====== Records for the exercise ======

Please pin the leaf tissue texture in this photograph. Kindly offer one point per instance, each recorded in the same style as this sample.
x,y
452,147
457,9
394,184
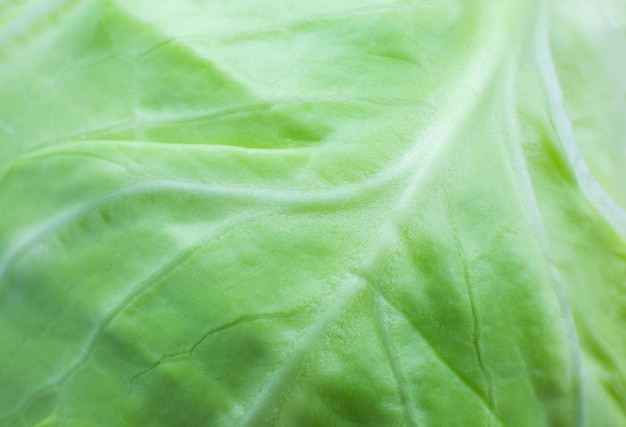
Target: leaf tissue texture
x,y
328,213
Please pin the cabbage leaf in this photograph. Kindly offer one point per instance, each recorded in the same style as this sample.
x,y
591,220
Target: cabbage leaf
x,y
253,213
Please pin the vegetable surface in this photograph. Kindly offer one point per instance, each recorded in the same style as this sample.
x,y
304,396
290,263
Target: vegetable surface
x,y
255,212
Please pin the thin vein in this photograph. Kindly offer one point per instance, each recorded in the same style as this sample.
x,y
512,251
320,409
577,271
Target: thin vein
x,y
416,327
394,361
228,325
262,408
142,288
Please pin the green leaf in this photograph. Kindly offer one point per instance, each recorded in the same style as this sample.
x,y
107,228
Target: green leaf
x,y
325,213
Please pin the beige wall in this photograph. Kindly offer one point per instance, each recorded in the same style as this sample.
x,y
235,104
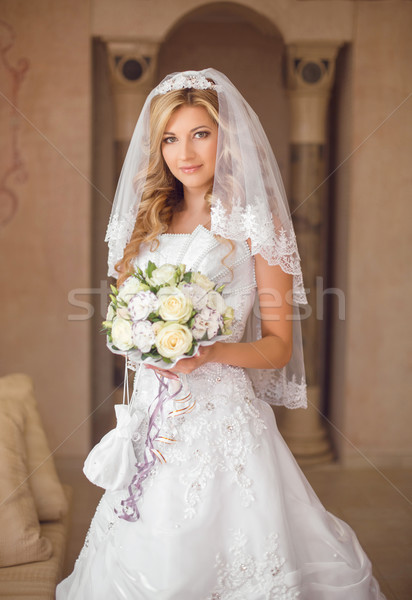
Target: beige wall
x,y
45,249
378,377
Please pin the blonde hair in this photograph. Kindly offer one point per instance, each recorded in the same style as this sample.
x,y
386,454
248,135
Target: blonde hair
x,y
162,193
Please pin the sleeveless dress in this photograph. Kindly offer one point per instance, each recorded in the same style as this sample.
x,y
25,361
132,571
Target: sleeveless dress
x,y
229,514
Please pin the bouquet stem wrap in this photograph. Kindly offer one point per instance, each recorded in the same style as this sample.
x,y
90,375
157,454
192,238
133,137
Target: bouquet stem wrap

======

*What this task involves*.
Every line with "bouquet" in it should be copied from the entries above.

*Answer space*.
Please pin the bouquet stem wrap in this photograph. Kindly offer one point per instance, each recorded in the same style as this sample.
Target: bouquet stem wrap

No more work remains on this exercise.